> PROBLEM DESCRIPTION
Copy out each line of the listing below that contains the word "background".
──────
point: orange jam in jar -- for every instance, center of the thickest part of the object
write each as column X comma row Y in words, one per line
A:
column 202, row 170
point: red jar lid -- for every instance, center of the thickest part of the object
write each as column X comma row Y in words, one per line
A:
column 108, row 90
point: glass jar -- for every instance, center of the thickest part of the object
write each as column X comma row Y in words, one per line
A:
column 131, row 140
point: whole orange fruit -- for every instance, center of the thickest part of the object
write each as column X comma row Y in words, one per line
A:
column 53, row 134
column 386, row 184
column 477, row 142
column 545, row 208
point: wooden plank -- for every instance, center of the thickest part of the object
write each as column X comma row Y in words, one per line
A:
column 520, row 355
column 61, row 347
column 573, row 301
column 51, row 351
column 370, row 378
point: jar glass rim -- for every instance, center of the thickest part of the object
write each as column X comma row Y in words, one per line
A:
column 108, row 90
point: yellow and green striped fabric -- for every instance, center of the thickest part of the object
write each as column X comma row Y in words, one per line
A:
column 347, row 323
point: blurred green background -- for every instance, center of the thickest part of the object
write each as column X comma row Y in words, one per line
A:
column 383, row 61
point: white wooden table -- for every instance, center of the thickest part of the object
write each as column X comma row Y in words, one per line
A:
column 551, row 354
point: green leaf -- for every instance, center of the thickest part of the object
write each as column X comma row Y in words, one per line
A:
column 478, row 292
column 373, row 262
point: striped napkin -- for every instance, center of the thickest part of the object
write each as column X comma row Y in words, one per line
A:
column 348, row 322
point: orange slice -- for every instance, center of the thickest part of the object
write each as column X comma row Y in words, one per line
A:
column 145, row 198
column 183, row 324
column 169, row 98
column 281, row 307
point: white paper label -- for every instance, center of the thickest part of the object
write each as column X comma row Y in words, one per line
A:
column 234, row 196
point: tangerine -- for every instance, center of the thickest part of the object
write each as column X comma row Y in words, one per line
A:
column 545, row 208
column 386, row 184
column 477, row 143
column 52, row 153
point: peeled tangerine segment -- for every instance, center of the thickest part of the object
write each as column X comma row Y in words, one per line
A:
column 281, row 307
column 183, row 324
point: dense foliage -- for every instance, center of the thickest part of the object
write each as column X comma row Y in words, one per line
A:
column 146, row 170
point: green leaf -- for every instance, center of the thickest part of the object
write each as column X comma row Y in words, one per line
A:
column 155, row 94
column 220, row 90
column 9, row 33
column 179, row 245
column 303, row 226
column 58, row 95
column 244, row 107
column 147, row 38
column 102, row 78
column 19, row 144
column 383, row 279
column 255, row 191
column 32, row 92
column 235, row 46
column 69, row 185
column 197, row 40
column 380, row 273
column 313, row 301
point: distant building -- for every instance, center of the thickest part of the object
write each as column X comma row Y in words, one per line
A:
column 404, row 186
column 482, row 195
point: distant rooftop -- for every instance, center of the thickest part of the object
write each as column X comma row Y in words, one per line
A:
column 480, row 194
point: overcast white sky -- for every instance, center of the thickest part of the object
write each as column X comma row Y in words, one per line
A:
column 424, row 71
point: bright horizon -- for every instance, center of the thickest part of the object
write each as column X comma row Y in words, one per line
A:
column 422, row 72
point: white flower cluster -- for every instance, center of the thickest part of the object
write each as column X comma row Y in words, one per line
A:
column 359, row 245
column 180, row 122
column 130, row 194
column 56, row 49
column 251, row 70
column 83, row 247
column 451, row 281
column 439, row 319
──────
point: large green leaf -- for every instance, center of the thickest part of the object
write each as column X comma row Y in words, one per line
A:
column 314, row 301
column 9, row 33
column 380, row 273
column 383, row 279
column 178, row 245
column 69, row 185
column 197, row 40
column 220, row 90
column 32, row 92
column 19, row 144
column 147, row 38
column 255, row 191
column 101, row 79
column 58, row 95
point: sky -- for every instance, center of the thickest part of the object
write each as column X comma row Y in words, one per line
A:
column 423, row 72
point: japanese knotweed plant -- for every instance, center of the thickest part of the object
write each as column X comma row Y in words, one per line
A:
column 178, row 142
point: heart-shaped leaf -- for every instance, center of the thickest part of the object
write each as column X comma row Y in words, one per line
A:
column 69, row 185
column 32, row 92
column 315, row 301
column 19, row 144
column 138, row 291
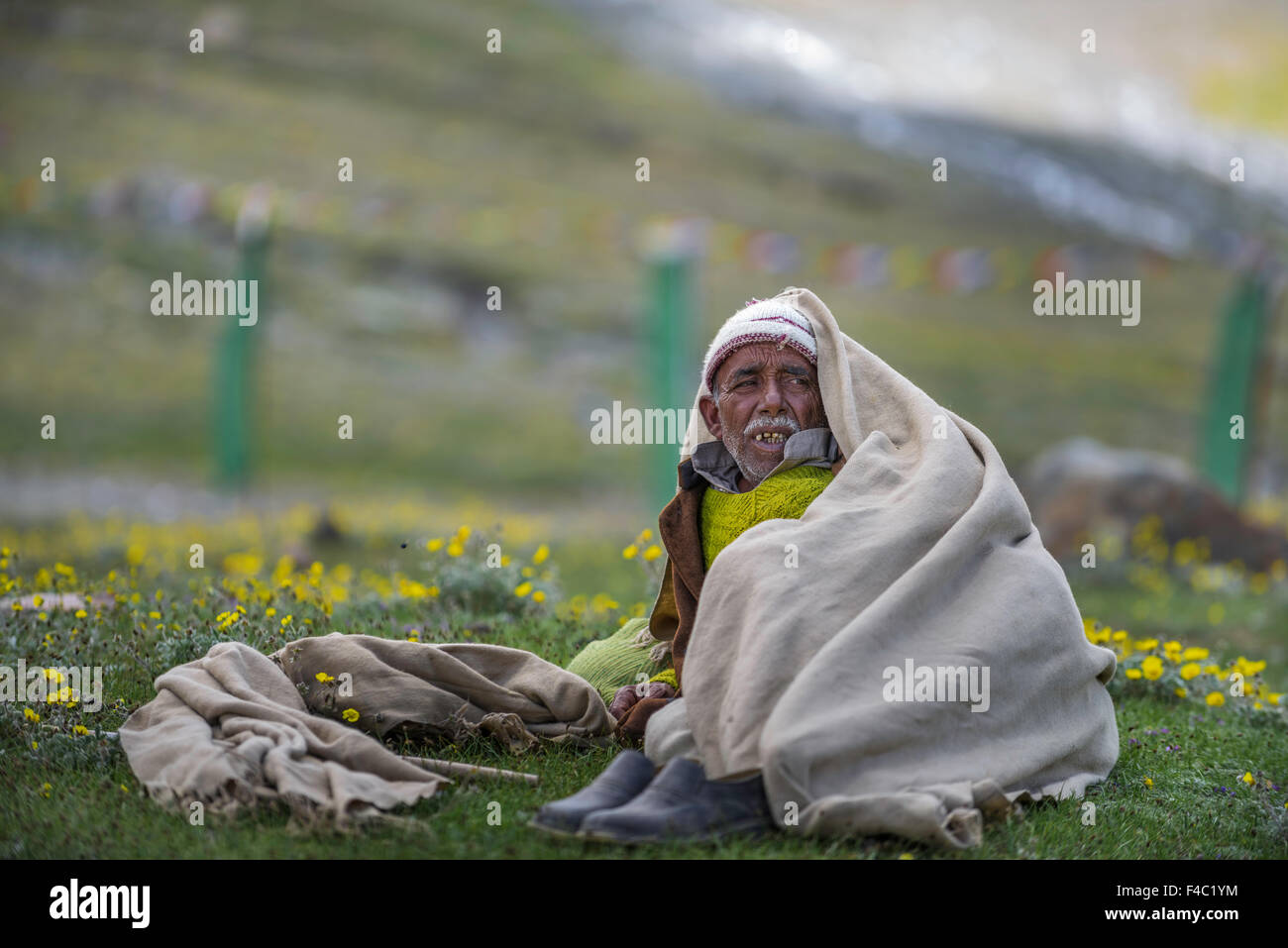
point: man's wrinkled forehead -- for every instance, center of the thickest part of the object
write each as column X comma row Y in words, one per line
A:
──────
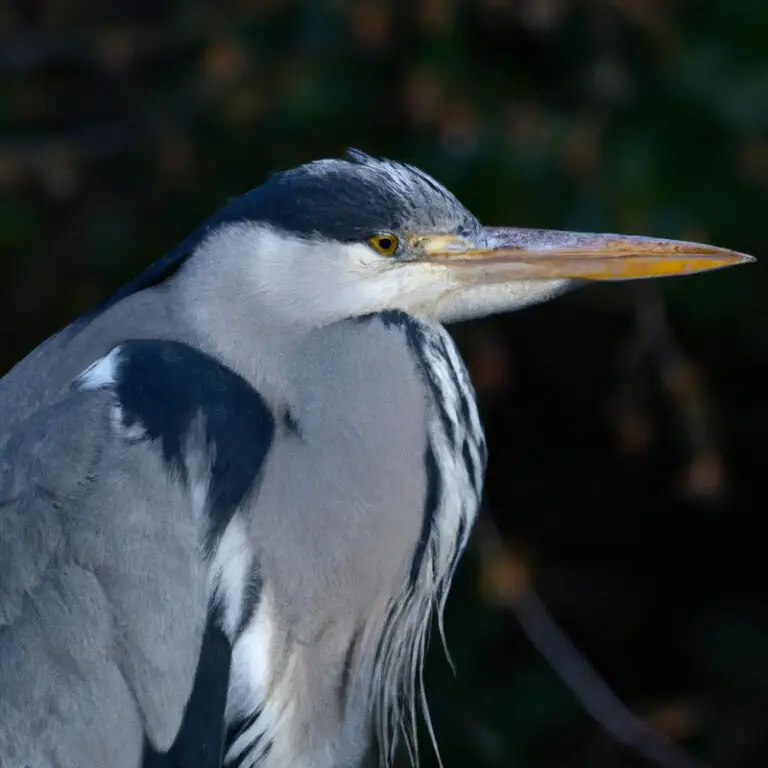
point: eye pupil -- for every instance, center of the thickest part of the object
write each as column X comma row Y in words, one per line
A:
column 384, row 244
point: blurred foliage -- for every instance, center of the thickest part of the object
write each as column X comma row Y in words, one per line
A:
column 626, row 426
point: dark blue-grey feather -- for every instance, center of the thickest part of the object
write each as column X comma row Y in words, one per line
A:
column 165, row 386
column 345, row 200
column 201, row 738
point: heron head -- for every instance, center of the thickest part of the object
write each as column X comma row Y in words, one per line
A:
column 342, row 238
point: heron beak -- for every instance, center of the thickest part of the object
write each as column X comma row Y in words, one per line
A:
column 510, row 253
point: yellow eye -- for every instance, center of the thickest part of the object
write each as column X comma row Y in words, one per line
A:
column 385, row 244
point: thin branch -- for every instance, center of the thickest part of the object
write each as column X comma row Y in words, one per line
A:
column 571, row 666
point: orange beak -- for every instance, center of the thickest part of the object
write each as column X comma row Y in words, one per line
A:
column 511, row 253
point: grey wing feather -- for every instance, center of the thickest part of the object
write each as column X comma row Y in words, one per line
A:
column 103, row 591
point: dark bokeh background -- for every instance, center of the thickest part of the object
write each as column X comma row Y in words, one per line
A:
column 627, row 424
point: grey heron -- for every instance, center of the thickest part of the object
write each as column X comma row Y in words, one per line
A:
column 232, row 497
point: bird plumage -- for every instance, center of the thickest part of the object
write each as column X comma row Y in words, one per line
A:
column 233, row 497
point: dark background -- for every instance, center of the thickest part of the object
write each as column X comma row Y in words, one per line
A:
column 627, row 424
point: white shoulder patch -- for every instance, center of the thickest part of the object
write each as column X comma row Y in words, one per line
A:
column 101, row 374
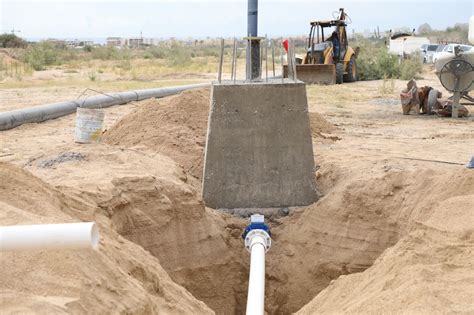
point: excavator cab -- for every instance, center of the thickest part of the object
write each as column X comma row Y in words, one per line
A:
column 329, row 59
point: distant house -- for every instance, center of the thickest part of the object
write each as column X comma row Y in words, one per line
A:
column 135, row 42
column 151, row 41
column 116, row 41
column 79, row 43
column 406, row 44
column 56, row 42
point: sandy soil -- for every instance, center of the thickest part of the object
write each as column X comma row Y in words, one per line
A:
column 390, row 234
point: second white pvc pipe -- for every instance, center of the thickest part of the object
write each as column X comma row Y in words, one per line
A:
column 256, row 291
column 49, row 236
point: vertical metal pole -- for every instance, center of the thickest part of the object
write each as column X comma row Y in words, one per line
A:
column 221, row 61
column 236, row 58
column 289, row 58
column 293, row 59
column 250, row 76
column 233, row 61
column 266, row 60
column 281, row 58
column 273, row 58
──────
> REPLY TO THE TASK
point: blurred green background -- for every instance, center of the thickest part of the object
point: dark bokeh background -- for every instance, center of the thickest part of the object
point: dark background -- for every instance, center of the thickest part of the object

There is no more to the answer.